# START OF Selected extract

So this function obviously doesn't have a real point to it but it shows you how

to use the function syntax, how to specify the arguments and how to return the value.

So the function that adds two values I'm just going to call it add two.

1:47

And and so you get it you use the function directive to start it off.

Now it's going to take it's going to add two values so it has to take

two arguments so I'm just going call the two arguments x and y and then

I'm going to take the two arguments and add them together with the plus operator

alright x plus y and then I close out the function with the curly brace.

So you can see that I didn't have to

do anything special to return the value that that's the

sum of the two elements because the or any R

function, the, the function returns whatever the last expression was.

So here there's only really one expression.

So therefore its the last expression and, and it equals the sum of x and y.

So here I can, I can highlight this guy and run it

in the console, and you can see now I've got my function here.

I can say add two, and lets give it say three and five and hopefully I get eight.

Yes that's a good sign.

So it adds the two numbers together, and that's that.

So it's a very simple function, and and,

you've now written your first function in R.

S the next function that I want to

talk about is a little slightly more complicated.

It's going to take a vector of numbers, it's going to, it's going to return

the subset of the vector, that's, that's above the vector value of ten.

So any number that's bigger than ten, it's going to return those numbers for you.

3:09

Just because it gives you any number that's above ten.

snd, it's going to take a vector here, we'll call it x,

you don't have to call it x, I'm just calling it that.

And I like to open and close the curly braces right away, just

so you know where the beginning and the end of the function is.

3:25

If you happen to have a lot of code in, you know, in, in a single file.

So the first thing I'm going to want to do is I want to construct a logical

statement that figures out which elements of

this vector x are, are greater than ten.

All right?

So I'm going to assign an object.

I'll call it use because these are, these are the numbers that I'm going to use.

And I'll say x greater than ten.

All right?

So this'll return a logical vector, of trues and falses

to indicating which element of x is greater than ten.

3:51

And then I'm going to subset the vector x with this logical vector.

So now this function returns, the subset of the vector x that is bigger than ten.

Of course if there are no elements of x that are

bigger than ten, that it will return an empty numeric vector.

4:07

Now of course, there's really nothing special about the number ten.

I just kind of made that up, and so you may want to created a

function that allows people to sub, to kind of extract the elements of a vector.

That are above an arbitrary other number, right?

And so, so it could be ten, it could

be 12, it could be five, it could be anything.

So maybe you'll want to allow the user to specify that number.

So I'll just call, I'll create a new function here.

# END OF Selected extract
# START OF Working data

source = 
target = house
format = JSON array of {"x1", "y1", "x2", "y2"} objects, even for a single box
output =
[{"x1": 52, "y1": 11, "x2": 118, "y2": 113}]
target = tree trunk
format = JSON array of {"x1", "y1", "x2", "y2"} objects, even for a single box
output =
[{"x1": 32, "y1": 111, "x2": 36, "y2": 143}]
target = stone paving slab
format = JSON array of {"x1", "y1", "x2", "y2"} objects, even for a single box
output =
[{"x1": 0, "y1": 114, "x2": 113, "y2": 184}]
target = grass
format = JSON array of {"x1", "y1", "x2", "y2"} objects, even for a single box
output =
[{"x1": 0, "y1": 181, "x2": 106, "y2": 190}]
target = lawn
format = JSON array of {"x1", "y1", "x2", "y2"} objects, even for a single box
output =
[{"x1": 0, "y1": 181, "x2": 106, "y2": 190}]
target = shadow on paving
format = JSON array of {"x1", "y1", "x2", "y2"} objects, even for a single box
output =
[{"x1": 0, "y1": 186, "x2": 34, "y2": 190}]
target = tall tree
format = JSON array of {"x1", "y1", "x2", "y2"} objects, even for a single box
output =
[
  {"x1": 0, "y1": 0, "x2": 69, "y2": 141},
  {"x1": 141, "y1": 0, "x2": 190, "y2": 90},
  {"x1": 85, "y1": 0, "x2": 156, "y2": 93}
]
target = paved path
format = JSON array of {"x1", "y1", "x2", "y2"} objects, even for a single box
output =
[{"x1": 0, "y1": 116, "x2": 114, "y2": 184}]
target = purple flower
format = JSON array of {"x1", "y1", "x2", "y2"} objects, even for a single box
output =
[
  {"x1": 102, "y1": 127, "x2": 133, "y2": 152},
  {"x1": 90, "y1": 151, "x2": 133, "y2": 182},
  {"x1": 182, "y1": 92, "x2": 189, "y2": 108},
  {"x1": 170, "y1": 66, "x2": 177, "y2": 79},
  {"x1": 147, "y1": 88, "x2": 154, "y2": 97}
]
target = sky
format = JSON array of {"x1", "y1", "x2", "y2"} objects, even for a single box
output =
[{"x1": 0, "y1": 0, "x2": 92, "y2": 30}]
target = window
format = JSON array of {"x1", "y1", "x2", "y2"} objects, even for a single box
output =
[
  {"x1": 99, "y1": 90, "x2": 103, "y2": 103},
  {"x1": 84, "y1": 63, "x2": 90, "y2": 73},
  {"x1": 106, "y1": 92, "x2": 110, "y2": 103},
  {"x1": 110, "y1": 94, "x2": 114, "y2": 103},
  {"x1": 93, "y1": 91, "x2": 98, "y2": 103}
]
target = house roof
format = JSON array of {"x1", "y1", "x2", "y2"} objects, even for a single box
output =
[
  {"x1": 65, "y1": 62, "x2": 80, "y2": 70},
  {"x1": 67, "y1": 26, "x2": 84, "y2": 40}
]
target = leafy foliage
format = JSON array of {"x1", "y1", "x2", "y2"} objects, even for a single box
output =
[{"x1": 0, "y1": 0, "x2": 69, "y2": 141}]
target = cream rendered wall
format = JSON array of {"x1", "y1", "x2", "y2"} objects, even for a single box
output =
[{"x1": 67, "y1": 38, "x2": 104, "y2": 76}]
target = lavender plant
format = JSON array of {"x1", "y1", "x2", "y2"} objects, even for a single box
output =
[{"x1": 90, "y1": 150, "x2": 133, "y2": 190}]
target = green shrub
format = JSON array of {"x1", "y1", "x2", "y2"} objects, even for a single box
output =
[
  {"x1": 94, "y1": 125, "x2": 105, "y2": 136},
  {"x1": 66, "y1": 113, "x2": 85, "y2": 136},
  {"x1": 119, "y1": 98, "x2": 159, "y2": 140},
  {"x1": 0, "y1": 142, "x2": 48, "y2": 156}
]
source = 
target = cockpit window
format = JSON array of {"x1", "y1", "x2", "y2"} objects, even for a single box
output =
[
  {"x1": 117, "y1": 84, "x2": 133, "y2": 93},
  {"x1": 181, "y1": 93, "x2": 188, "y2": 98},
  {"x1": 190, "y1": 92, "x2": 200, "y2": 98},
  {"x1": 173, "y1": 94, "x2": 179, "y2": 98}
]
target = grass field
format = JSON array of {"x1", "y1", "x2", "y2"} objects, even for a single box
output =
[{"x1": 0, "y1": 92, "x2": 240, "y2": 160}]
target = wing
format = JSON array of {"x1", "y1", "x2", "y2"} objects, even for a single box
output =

# END OF Working data

• [Problems to solve]
a – Find every line in the entries above that contains the string "paving", and copy each one. Match case exactly.
b – Extend the transcript on writing functions in R above, starting right after its last sentence.

• [Responses per task]
a –
target = stone paving slab
target = shadow on paving

b –
Call above.

So it doesn't have the ten encoded in it.

I'll use the function directive, and I'll have a

second arbitrary called n, which can be any number really.

[SOUND] So let's start it off, we'll get the curly braces in there,

and now I'll create a logical statement that x is greater than n.

Right?

And then I'll subset the vector x based on that logical statement.

So now if I can source this into R.

Oops, and I can run my function here.

So I'll just create a vector.

Let's say x is one through 20.

5:06

Oh I, you see, so I didn't specify the number n, so it's not going to know

what to cut it off at, so I need to specify the threshold, so let's do ah,12.

And you can see it returned all the numbers that are greater than 12.

So that's kind of as we expected, and so the function appears to be working well.

Now let's suppose that maybe there is something

special about the number ten, and maybe it's

something that people are going to be kind of be

doing very often and it's a very common number.

So you might you want to specify a default

argument so you might want to the default to

be ten, so remember when I ran the

function before and I didn't specify the number n.

It gave me an error or maybe you don't want

people to have to encounter that error, and so you'll specify

a default value n equals ten so people don't specify

the cutoff value n, it will just automatically default to ten.

So now I can run this in R and now if I

do above, which is x, you see I don't get the error anymore.

It automatically gives you all the numbers that are bigger than ten.

So it's kind of nice in R when you're writing functions

to be able to specify default values like this that make the

life of the user just a little bit easier, specially for very

common cases, where it's not important that the user specify an argument.

6:13

So those are some very simple functions, in R that can be used

to kind of process data or make do simple calculations, like adding two numbers.

The next function I want to talk about is, is just going to take

a matrix or a dataframe and calculate the mean of each column.

Right, so this is slightly more complicated

you, you have to take your argument and

then you have to loop through each column to calculate the mean of each one, right.

So this is going to involve using a for-loop

and, and so we'll talk about it here.

So let's call this function column mean, because that's what it does,

6:53

And so y is going to be a data frame or a matrix, and we're going to go

through the columns of this data frame or

matrix and calculate the mean of each column.

So the first thing I need to figure out is how

many columns does this thing have, and that can be easily done.

I'll call it n c for number of columns and we can use the n call function for that.

7:10

That will calculate the number of columns, and, and then I need to

initialize a vector that's going to that's going to store the means for each column.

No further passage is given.